Lay out the lines as a Markdown table with the columns Row and Line, starting at the first line and ending at the line that contains "(572, 434), (626, 518)", both included. Number each row and omit blank lines.

# DATA SHOWN
_ _ _
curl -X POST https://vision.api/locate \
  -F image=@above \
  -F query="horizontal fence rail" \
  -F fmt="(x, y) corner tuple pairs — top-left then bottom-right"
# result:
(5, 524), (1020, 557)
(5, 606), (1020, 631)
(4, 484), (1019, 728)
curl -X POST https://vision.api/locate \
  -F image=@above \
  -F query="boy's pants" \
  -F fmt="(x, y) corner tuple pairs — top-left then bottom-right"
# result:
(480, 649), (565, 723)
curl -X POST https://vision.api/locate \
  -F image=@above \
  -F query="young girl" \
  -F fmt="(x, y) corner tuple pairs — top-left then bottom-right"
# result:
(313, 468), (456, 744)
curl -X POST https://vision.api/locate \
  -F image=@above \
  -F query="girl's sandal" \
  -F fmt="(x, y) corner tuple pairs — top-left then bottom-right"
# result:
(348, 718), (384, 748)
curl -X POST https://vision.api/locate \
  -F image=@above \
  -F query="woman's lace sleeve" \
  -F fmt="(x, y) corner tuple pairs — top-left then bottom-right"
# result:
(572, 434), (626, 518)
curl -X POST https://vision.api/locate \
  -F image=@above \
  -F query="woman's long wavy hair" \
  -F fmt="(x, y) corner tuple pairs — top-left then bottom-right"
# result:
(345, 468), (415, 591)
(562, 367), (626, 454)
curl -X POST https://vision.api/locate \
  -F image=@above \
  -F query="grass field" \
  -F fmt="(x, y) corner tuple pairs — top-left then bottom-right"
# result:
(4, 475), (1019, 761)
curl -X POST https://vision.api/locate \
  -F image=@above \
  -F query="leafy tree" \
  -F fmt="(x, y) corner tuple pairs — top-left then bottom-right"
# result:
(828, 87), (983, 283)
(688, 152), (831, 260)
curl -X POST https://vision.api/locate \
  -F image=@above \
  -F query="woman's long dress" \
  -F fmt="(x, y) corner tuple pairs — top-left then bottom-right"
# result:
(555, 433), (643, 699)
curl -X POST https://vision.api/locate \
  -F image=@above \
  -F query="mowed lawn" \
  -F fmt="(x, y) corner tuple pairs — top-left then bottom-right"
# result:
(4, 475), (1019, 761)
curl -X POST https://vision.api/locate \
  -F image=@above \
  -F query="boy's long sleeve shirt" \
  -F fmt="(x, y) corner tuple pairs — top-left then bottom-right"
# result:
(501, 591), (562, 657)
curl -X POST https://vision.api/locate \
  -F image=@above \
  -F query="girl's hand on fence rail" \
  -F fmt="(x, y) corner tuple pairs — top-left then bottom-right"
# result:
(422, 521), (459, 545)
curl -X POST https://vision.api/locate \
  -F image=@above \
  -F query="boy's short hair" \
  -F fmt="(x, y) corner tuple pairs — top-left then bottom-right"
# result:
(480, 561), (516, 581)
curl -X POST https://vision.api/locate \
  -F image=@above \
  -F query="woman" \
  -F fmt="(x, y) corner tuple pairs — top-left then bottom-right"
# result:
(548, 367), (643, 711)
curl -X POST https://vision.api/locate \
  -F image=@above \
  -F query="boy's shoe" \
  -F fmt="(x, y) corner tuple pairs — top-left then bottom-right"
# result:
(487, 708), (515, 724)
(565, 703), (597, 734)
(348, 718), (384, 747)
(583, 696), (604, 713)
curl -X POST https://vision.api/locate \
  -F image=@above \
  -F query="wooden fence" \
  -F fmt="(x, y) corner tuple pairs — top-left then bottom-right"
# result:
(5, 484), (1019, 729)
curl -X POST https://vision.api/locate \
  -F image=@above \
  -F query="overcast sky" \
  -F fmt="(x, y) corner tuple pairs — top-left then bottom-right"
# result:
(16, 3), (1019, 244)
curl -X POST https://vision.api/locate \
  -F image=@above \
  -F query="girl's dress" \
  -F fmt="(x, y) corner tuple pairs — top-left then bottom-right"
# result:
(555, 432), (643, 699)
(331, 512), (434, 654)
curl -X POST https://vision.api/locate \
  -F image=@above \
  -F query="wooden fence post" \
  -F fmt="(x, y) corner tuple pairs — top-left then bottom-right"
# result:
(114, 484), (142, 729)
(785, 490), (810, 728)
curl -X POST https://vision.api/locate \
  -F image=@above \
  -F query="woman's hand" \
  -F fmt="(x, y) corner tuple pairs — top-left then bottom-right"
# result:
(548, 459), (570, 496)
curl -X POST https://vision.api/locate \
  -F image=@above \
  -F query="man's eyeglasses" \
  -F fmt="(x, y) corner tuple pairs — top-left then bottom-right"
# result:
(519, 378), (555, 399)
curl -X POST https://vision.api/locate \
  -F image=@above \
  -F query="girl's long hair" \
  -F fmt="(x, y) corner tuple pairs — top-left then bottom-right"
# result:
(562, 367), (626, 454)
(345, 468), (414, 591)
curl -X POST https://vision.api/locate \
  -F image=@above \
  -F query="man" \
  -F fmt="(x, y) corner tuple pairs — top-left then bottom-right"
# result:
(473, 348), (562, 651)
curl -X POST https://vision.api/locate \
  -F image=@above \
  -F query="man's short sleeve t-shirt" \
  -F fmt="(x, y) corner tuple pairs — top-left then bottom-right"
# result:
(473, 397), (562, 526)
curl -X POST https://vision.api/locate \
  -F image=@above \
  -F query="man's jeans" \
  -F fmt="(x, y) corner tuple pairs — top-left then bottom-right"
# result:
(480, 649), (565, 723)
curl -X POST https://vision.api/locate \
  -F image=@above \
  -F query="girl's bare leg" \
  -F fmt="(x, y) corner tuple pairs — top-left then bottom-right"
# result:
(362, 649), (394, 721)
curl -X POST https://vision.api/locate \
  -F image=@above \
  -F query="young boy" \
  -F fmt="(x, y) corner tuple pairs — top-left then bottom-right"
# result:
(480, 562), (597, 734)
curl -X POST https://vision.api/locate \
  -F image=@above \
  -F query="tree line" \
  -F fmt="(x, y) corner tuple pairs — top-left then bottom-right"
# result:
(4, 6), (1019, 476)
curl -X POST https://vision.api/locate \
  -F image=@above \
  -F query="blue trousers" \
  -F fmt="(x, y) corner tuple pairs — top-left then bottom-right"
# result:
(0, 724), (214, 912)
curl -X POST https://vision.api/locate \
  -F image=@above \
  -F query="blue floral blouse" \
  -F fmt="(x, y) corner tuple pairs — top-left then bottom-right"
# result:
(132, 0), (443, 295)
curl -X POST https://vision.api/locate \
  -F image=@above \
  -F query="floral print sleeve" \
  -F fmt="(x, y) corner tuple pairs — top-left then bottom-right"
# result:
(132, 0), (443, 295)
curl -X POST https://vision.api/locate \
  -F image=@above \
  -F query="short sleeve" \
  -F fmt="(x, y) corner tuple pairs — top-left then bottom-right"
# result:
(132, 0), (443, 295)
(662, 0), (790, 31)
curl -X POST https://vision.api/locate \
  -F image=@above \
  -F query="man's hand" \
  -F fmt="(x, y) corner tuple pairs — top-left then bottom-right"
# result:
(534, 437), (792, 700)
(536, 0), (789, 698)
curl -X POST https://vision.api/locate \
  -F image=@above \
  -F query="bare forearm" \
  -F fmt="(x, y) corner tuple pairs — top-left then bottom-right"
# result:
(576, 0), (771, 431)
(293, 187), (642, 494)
_ _ _
# REPLY TO THE TASK
| Row | Line |
|---|---|
| 1 | curl -X POST https://vision.api/locate \ |
| 2 |   -F image=@above \ |
| 3 |   -F query="horizontal fence rail" \ |
| 4 |   -F fmt="(x, y) corner tuple pairs — top-left then bottom-right" |
| 5 | # result: |
| 6 | (5, 524), (1020, 557) |
| 7 | (5, 606), (1020, 631) |
| 8 | (4, 484), (1019, 728) |
| 9 | curl -X POST https://vision.api/locate \ |
| 10 |   -F image=@above \ |
| 11 |   -F query="boy's pants" \ |
| 12 |   -F fmt="(x, y) corner tuple pairs — top-left then bottom-right" |
| 13 | # result: |
| 14 | (480, 649), (565, 723) |
| 15 | curl -X POST https://vision.api/locate \ |
| 16 |   -F image=@above \ |
| 17 |   -F query="young girl" \ |
| 18 |   -F fmt="(x, y) corner tuple pairs — top-left then bottom-right" |
| 19 | # result: |
| 20 | (313, 468), (456, 744) |
| 21 | curl -X POST https://vision.api/locate \ |
| 22 |   -F image=@above \ |
| 23 |   -F query="girl's sandal" \ |
| 24 |   -F fmt="(x, y) corner tuple pairs — top-left then bottom-right" |
| 25 | # result: |
| 26 | (348, 718), (384, 748) |
| 27 | curl -X POST https://vision.api/locate \ |
| 28 |   -F image=@above \ |
| 29 |   -F query="woman's lace sleeve" \ |
| 30 |   -F fmt="(x, y) corner tuple pairs — top-left then bottom-right" |
| 31 | # result: |
| 32 | (572, 434), (626, 518) |